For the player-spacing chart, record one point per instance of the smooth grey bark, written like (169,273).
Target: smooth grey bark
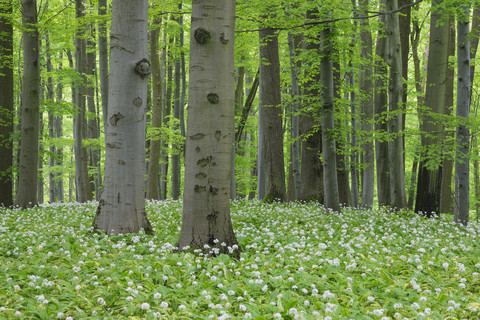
(176,115)
(430,171)
(167,110)
(395,146)
(353,107)
(50,96)
(41,152)
(30,118)
(411,188)
(157,110)
(84,189)
(93,126)
(462,161)
(122,206)
(475,31)
(206,207)
(261,162)
(239,95)
(330,182)
(103,58)
(311,170)
(366,109)
(293,42)
(380,101)
(344,193)
(58,135)
(446,194)
(271,115)
(6,103)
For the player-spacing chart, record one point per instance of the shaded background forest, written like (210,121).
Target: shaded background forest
(395,101)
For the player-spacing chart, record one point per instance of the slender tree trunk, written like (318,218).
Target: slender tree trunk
(395,147)
(166,120)
(430,170)
(330,182)
(28,169)
(176,149)
(122,206)
(411,189)
(239,93)
(58,136)
(270,108)
(366,109)
(344,193)
(381,110)
(103,58)
(84,190)
(157,108)
(462,161)
(353,108)
(206,207)
(50,96)
(6,103)
(446,196)
(311,171)
(293,42)
(93,132)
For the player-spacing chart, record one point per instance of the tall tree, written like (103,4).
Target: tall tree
(462,163)
(103,57)
(311,169)
(446,196)
(84,188)
(206,207)
(155,139)
(430,170)
(271,115)
(122,206)
(366,109)
(330,182)
(28,169)
(381,108)
(293,43)
(176,126)
(395,147)
(51,122)
(6,103)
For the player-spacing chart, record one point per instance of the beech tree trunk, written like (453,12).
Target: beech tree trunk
(84,188)
(330,182)
(366,109)
(176,126)
(380,101)
(311,169)
(30,117)
(293,42)
(157,108)
(58,135)
(430,170)
(206,205)
(446,196)
(122,206)
(51,124)
(6,103)
(395,146)
(93,132)
(271,115)
(462,161)
(103,58)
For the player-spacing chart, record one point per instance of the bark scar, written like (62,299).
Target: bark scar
(115,118)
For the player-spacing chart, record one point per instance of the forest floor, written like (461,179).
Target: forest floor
(297,262)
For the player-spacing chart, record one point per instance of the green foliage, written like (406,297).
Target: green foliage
(298,261)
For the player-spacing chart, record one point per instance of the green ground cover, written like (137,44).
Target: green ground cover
(298,262)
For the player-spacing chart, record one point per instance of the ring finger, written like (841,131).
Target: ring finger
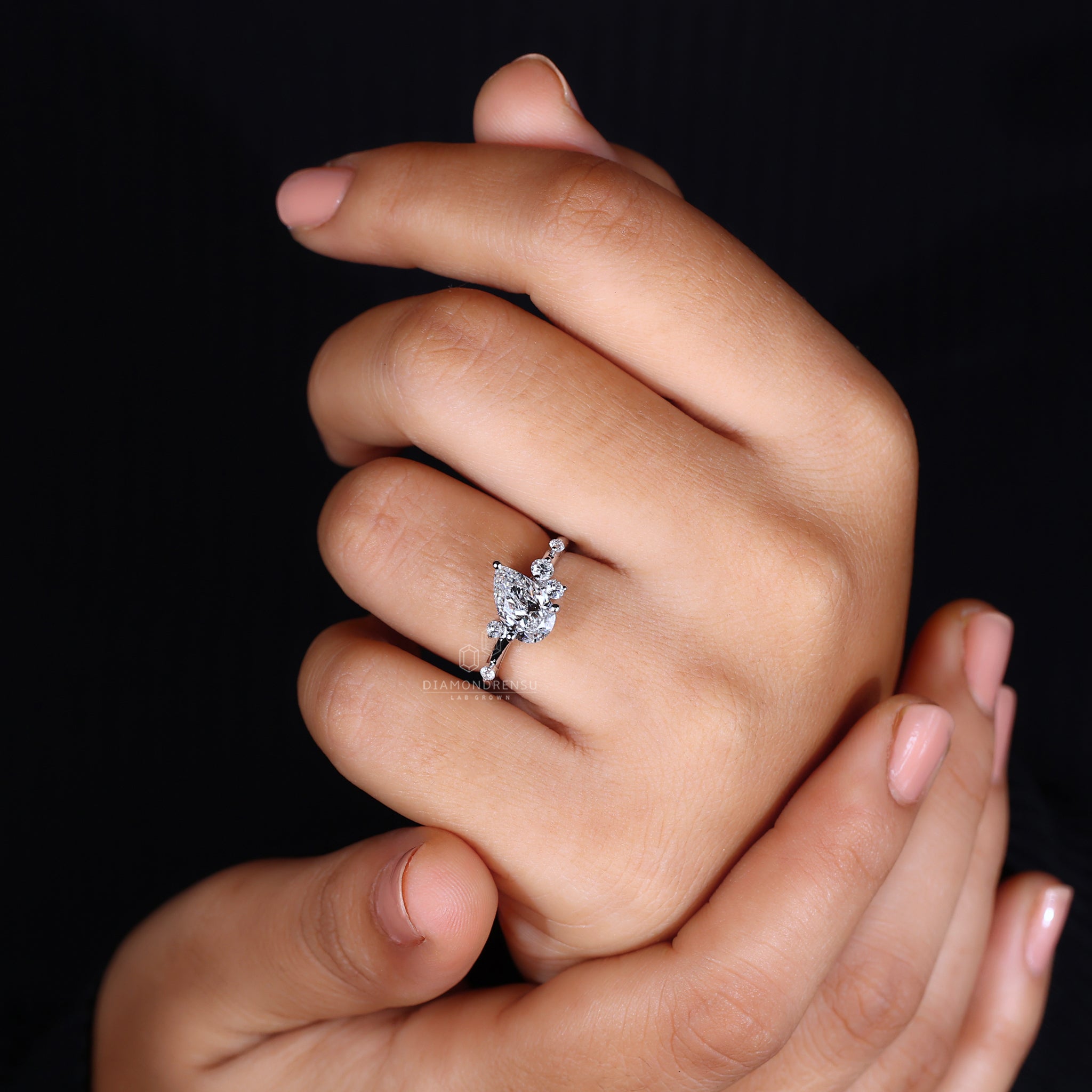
(415,548)
(530,415)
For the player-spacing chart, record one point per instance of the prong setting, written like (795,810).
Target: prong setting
(525,605)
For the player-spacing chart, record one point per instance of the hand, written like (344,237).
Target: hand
(738,483)
(806,970)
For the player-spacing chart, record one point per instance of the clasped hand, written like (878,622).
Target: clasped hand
(740,485)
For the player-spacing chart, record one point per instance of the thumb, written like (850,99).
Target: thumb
(530,102)
(276,945)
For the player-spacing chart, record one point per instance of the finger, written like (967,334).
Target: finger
(1010,994)
(429,746)
(622,263)
(569,439)
(276,945)
(876,987)
(415,548)
(724,996)
(923,1050)
(530,102)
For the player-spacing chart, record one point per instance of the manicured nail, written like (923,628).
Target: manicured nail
(389,901)
(1045,927)
(986,643)
(566,90)
(1005,714)
(309,198)
(921,744)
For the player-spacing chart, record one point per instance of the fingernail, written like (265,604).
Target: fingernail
(986,643)
(309,198)
(566,90)
(1045,927)
(389,901)
(921,744)
(1005,714)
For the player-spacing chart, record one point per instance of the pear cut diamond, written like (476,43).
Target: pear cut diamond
(524,604)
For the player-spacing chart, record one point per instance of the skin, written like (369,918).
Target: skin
(818,963)
(807,969)
(738,485)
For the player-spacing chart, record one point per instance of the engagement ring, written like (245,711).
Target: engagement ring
(525,604)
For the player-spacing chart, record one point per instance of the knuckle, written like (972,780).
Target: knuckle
(591,205)
(855,841)
(327,930)
(879,435)
(368,515)
(342,690)
(443,339)
(926,1054)
(724,1031)
(872,997)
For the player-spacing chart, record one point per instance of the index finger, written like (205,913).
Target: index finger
(627,267)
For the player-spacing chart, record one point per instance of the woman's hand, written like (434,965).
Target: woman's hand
(738,482)
(830,953)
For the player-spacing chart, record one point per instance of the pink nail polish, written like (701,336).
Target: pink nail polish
(920,747)
(571,100)
(986,643)
(309,198)
(1045,927)
(389,901)
(1005,714)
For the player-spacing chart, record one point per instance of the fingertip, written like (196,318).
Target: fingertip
(449,893)
(310,198)
(529,102)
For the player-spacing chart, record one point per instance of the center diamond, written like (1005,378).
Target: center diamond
(522,604)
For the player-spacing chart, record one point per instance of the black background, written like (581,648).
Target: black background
(918,171)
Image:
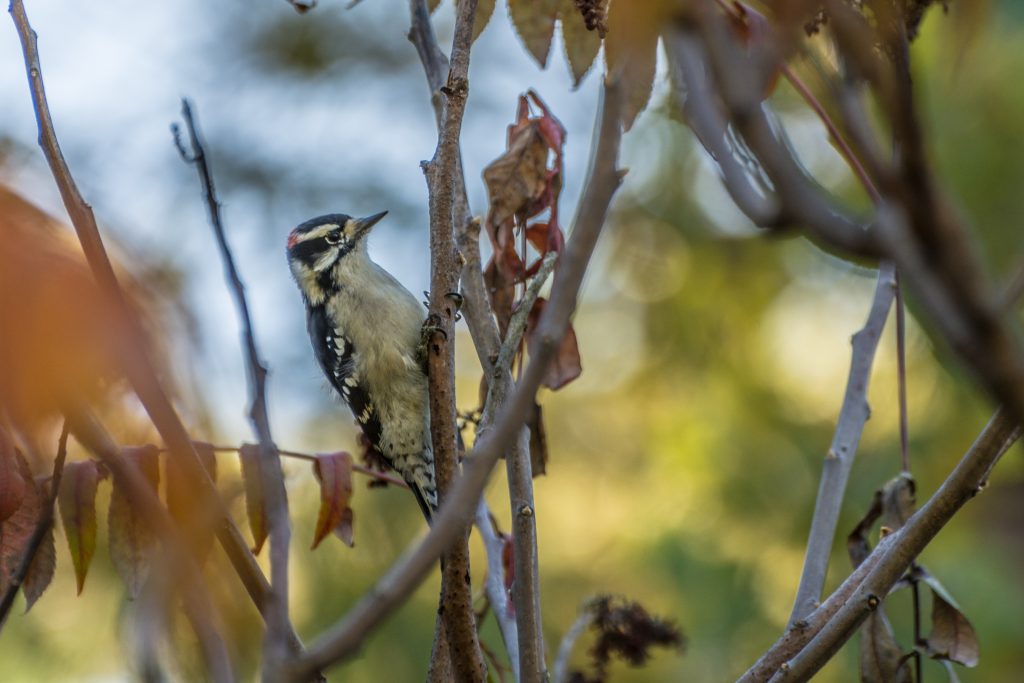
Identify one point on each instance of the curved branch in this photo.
(394, 587)
(839, 461)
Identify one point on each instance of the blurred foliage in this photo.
(685, 459)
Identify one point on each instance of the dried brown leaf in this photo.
(566, 365)
(255, 501)
(14, 535)
(582, 45)
(882, 659)
(77, 502)
(484, 10)
(518, 177)
(44, 563)
(334, 472)
(898, 501)
(131, 540)
(534, 20)
(952, 637)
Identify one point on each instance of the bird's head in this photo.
(320, 244)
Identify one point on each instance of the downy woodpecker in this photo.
(366, 332)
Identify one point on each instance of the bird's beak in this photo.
(363, 225)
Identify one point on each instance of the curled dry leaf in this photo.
(131, 540)
(77, 502)
(255, 500)
(334, 472)
(484, 10)
(882, 659)
(534, 22)
(566, 366)
(582, 44)
(12, 484)
(40, 573)
(197, 523)
(15, 532)
(952, 637)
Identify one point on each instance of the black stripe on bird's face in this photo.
(320, 243)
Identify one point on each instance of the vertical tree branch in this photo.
(137, 366)
(272, 478)
(457, 599)
(495, 585)
(393, 588)
(839, 461)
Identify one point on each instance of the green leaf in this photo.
(131, 540)
(77, 502)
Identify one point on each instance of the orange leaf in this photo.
(77, 501)
(196, 523)
(14, 535)
(12, 485)
(334, 472)
(131, 541)
(40, 573)
(255, 501)
(535, 23)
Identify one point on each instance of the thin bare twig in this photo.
(966, 480)
(839, 461)
(90, 433)
(393, 588)
(526, 585)
(441, 174)
(43, 526)
(137, 366)
(272, 478)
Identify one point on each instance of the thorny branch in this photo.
(137, 366)
(392, 589)
(275, 639)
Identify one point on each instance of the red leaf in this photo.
(12, 484)
(196, 522)
(334, 472)
(255, 501)
(15, 532)
(131, 540)
(566, 365)
(77, 501)
(40, 573)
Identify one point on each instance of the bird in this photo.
(366, 331)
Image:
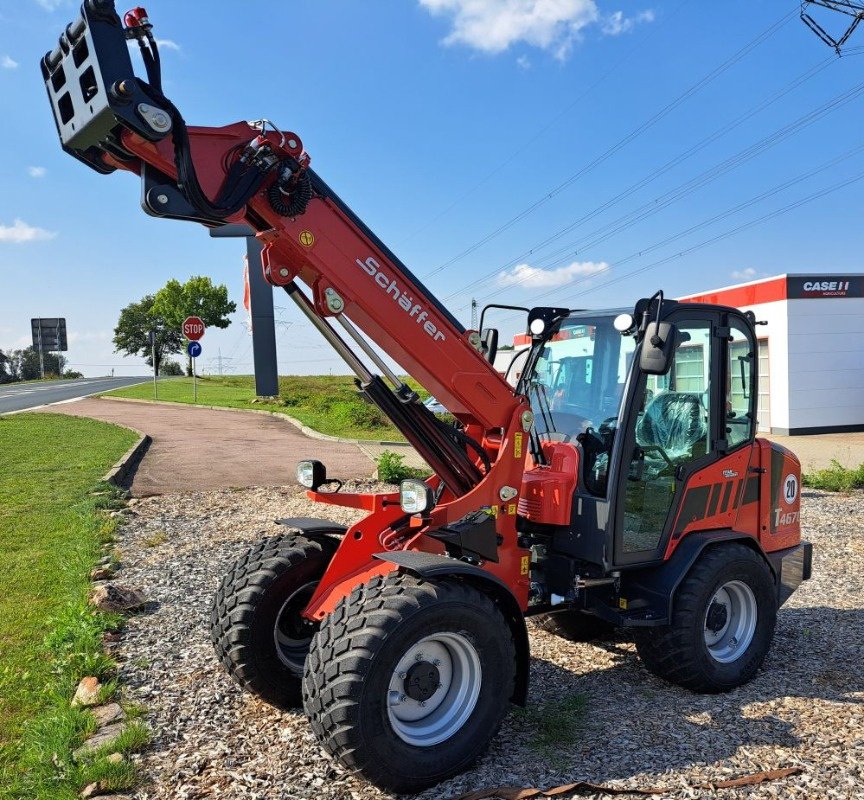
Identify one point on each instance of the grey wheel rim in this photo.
(434, 689)
(730, 622)
(292, 634)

- _PROBLEM REQUIREMENTS_
In your copy of the material, every word must match and no image should appear.

- _ANSWER TO THIS EXERCISE_
For the player-spacing chart, record one point per instance of the smooth grey bark, written like (169,273).
Target: smooth grey bark
(176,115)
(430,171)
(167,110)
(395,146)
(353,107)
(50,96)
(41,152)
(30,118)
(411,188)
(157,110)
(84,189)
(93,126)
(462,161)
(122,206)
(475,31)
(206,207)
(261,162)
(239,95)
(330,182)
(103,58)
(311,170)
(366,109)
(293,42)
(380,101)
(344,193)
(58,135)
(446,194)
(271,115)
(6,103)
For the player-spacing chart, record one point per instance of the shaded background forest, written like (210,121).
Target: shaded background forest
(395,101)
For the player-spacing chart, record one point per instance of the slender tree trunk, written like (318,218).
Target: slender tree trunk
(395,147)
(166,120)
(430,170)
(330,182)
(28,169)
(176,149)
(122,206)
(411,189)
(239,93)
(58,136)
(270,108)
(366,109)
(344,193)
(381,110)
(103,58)
(84,190)
(157,108)
(462,161)
(353,108)
(206,207)
(50,96)
(6,103)
(446,196)
(311,171)
(293,42)
(93,132)
For the player-spacing chart, record one point per instance of the tall tree, written like (103,4).
Target: tall tree
(462,163)
(103,57)
(311,169)
(446,196)
(84,188)
(206,207)
(155,139)
(430,170)
(271,115)
(122,206)
(366,109)
(330,182)
(28,169)
(381,108)
(293,43)
(176,126)
(395,147)
(51,122)
(6,103)
For the player-spacing chart, record one point per instance of the beech tree trunk, written like (453,12).
Target: beech tree trunk
(84,188)
(330,182)
(366,109)
(176,126)
(380,101)
(311,169)
(30,117)
(293,42)
(157,108)
(58,135)
(430,170)
(206,205)
(446,196)
(122,206)
(51,124)
(6,103)
(395,146)
(93,132)
(271,115)
(462,161)
(103,58)
For the player-spacing chart, record one point per instance of the bark scar, written like (62,299).
Target: bark scar
(115,118)
For the player-spacing chart, record one point per instance of the forest floor, written like (461,179).
Target: forest floor
(297,262)
For the player-spacing chart, record one point per instance of the green foliage, written like (406,297).
Target: green foliage
(298,261)
For the player-spacing chart, record one point per instance of the green ground cover, written like (137,44).
Target: green ground cover
(298,262)
For the player-spacing chart, record one point per instance of the ring finger, written like (841,131).
Target: ring finger
(415,548)
(530,415)
For the player-spacing chart, record one point per instance of the prong setting, written like (795,810).
Target: prong setting
(525,605)
For the player-spacing chart, record one point per instance of the hand, written like (344,237).
Target: hand
(738,483)
(806,970)
For the player-spacing chart, record one point per instance of the clasped hand, written like (878,622).
Target: clasped hand
(740,485)
For the player-spacing chart, record one point per instance of the thumb, written like (850,99).
Target: thumb
(530,102)
(276,945)
For the player-spacing chart, record one point per instance of the finger, written like (967,334).
Target: finger
(1010,994)
(429,746)
(622,263)
(569,439)
(276,945)
(876,987)
(415,548)
(724,996)
(923,1050)
(530,102)
For the player-spacing chart, record one point per instance of the manicured nail, written like (923,628).
Target: manicured nail
(389,901)
(1045,927)
(986,643)
(566,90)
(1005,714)
(309,198)
(921,744)
For the player-spacing chart, record one point per instance of the fingernail, written like (265,604).
Target: fingernail
(986,643)
(309,198)
(566,90)
(1045,927)
(389,901)
(921,744)
(1005,714)
For the player-spacing chart, record one point per instance of the pear cut diamond, written like (476,43).
Target: pear cut diamond
(524,604)
For the player-spacing chart, record one point per instance of the skin, written like (369,918).
Target: skin
(818,963)
(807,969)
(738,485)
For the player-spacing chart, record one point per instance of the engagement ring, written like (245,711).
Target: engagement ring
(525,604)
For the player-spacing chart, record one point per instance of the knuckle, written like (972,780).
Target: knuckle
(591,205)
(855,841)
(327,930)
(879,435)
(368,515)
(342,690)
(443,339)
(926,1054)
(724,1031)
(872,997)
For the player-spacing chart, record one point per instance of the index finger, written like (205,913).
Target: index finger
(627,267)
For the player-spacing chart, record one point per instance of the woman's hand, written like (434,965).
Target: woman's hand
(738,482)
(830,953)
For the player-spacing chart, record one point per instance of the pink nail polish, written like (701,336).
Target: pink nail polish
(920,747)
(571,100)
(986,643)
(309,198)
(1045,927)
(389,901)
(1005,714)
For the player-spacing chart, record one point per instance of the fingertip, written like (196,318).
Target: fingertip
(449,893)
(310,198)
(529,102)
For the player-spacing chart, record one point per instance of the center diamond, written like (1005,378).
Target: center diamond
(522,604)
For the player-spacing chart, record one point per instance of the black background, written like (581,648).
Target: black background
(918,171)
Image:
Identify one point on each instance of the curved branch in this photo.
(394, 587)
(839, 461)
Identify one point on each instance of the blurred foliage in this photo.
(685, 459)
Identify one point on each instance of the dried brown leaf in this photo.
(566, 365)
(255, 501)
(14, 535)
(582, 45)
(882, 659)
(77, 502)
(484, 10)
(518, 177)
(44, 563)
(334, 472)
(898, 501)
(131, 540)
(534, 20)
(952, 637)
Identify one point on each instance of the bird's head in this photo.
(320, 244)
Identify one point on each instance of the downy woodpecker in this photo.
(366, 332)
Identify one point on each instance of the bird's beak in this photo.
(363, 225)
Identify one point on each instance of the curled dry leaf in this photo.
(131, 540)
(77, 502)
(255, 500)
(334, 472)
(484, 10)
(882, 659)
(534, 22)
(566, 366)
(582, 44)
(12, 484)
(40, 573)
(197, 523)
(15, 532)
(952, 637)
Identify one point on each instance of the black stripe on bird's face in this photo.
(320, 243)
Identify one point on each instance of the vertical tree branch in this photo.
(137, 366)
(272, 478)
(457, 599)
(495, 585)
(393, 588)
(839, 461)
Identify one point on each instance of the green leaf in this photo.
(131, 540)
(77, 502)
Identify one point on each instance of the orange leaf in this photo.
(77, 501)
(196, 523)
(14, 535)
(12, 485)
(334, 472)
(131, 541)
(40, 573)
(255, 501)
(535, 23)
Identify one point on each instance of the thin bare twig in this photo.
(966, 480)
(839, 461)
(90, 433)
(393, 588)
(526, 585)
(441, 174)
(43, 526)
(137, 366)
(272, 478)
Identify one point on each instance of the thorny branch in this photo.
(137, 366)
(392, 589)
(275, 639)
Identify one point on each instance of the red leaf in this photo.
(12, 484)
(196, 522)
(334, 472)
(255, 501)
(15, 532)
(131, 540)
(566, 365)
(77, 501)
(40, 573)
Identify one point on each instance of the bird in this photo.
(366, 331)
Image:
Identify one point on each instance of the grey wheel rim in this photo.
(434, 689)
(730, 622)
(292, 634)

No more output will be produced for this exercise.